- **TASK OBJECTIVE**: Copy the lines below verbatim. Begin with the first and end with the line containing "[[[150,316],[228,221],[84,165]]]".

- **ENTRIES PROVIDED**:
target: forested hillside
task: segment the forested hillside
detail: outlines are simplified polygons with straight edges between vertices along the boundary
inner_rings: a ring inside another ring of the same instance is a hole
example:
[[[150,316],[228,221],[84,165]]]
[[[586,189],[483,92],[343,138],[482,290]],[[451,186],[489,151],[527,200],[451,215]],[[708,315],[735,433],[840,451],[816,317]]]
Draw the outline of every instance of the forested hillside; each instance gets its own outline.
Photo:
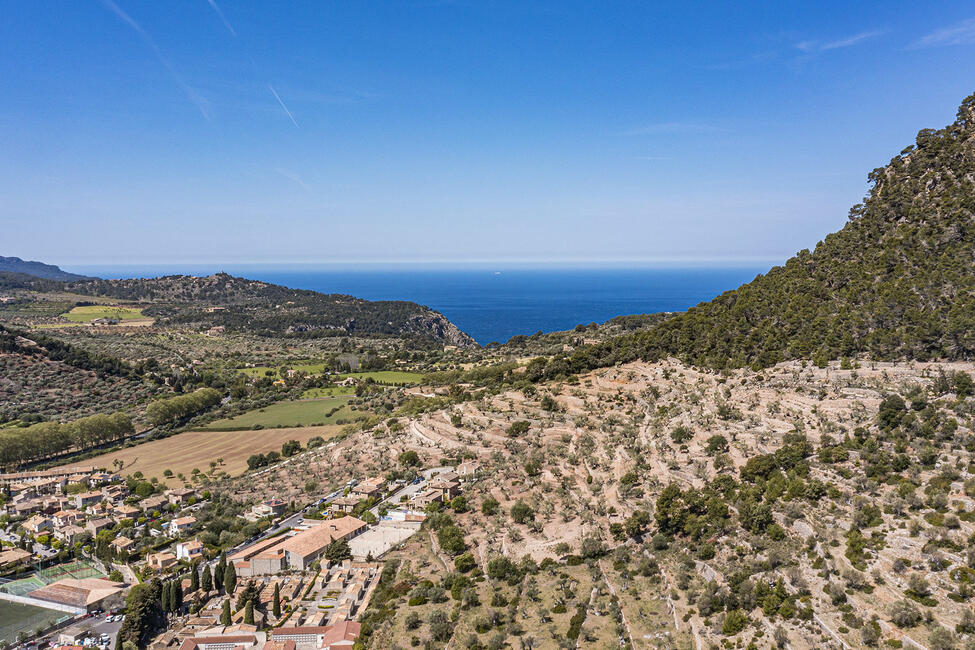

- **WRITTEN REPLY**:
target: forested hillside
task: segment the forested hillside
detail: outlines are simplified polygons with straight edges between vertices along the boundary
inner_rings: a ring inside another ring of the same instance is a hole
example:
[[[150,316],[228,221],[84,165]]]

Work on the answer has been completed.